• **EXERCICES**
A. Recopiez le passage du texte sur la clause Molière allant de « Soyons clairs! imaginer » jusqu'à « sur nos chantiers. », en remplaçant « chantiers » par « sites de construction ».
B. Traduisez en anglais, s'il vous plaît, cette phrase du texte sur la clause Molière : « Une grande partie, en effet, de l’immigration employée dans nos entreprises est francophone. »

• **EXTRAIT DU DOCUMENT**
La clause Molière a envahi le langage courant avec une vitesse foudroyante, qui en dit long sur l’attente à laquelle elle correspond. Elle consiste à exiger, dans les commandes publiques, les entreprises détentrices des marchés à employer des salariés qui parlent français. Cette mesure est présentée comme une forme de protectionnisme identitaire. Pour beaucoup d’entrepreneurs, elle est synonyme d’angoisse.

Une clause si maladroite

Soyons clairs! imaginer que la clause Molière contribue à protéger la main-d’oeuvre française est une erreur manifeste d’appréciation. Une grande partie, en effet, de l’immigration employée dans nos entreprises est francophone. C’est particulièrement le cas des Africains (les Sénégalais, les Maliens, les Camerounais) et des Nord-Africains qui viennent travailler sur nos chantiers.

• **DONNÉES DISPONIBLES**
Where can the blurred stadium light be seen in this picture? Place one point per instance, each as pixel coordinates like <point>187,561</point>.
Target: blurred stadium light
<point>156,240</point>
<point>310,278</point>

• **CORRIGÉS PAR EXERCICE**
A.
Soyons clairs! imaginer que la clause Molière contribue à protéger la main-d’oeuvre française est une erreur manifeste d’appréciation. Une grande partie, en effet, de l’immigration employée dans nos entreprises est francophone. C’est particulièrement le cas des Africains (les Sénégalais, les Maliens, les Camerounais) et des Nord-Africains qui viennent travailler sur nos sites de construction.

B. A large share, in fact, of the immigrant workforce employed in our companies is French-speaking.